### Data
------------

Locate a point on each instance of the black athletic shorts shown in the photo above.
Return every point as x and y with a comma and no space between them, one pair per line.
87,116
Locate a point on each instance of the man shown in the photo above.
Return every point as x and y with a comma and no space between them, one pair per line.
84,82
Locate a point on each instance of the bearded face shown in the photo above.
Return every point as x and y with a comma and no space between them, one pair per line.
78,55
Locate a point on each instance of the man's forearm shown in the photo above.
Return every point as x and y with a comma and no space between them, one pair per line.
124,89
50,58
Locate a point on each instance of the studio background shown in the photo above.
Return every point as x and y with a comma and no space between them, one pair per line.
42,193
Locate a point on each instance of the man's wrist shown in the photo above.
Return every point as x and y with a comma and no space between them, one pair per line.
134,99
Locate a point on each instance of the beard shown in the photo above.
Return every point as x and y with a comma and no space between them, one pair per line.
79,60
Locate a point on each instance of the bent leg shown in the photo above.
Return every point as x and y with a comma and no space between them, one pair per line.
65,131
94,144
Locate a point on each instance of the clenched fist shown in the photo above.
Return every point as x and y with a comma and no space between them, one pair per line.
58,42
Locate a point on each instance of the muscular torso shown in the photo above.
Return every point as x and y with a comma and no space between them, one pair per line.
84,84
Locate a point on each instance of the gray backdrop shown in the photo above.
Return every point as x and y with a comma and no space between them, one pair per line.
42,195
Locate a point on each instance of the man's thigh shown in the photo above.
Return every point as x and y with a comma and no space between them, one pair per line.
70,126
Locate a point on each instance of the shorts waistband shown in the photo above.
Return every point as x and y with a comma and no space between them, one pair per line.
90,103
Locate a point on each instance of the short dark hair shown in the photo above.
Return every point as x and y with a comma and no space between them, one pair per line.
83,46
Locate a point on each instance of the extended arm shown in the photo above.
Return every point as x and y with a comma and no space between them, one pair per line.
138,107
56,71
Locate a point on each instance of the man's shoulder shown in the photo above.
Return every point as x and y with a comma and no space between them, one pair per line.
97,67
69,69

------------

### Work to be completed
In the records above, some lines hold the word "shorts". Say how many, and nothing more.

### Solution to the exercise
2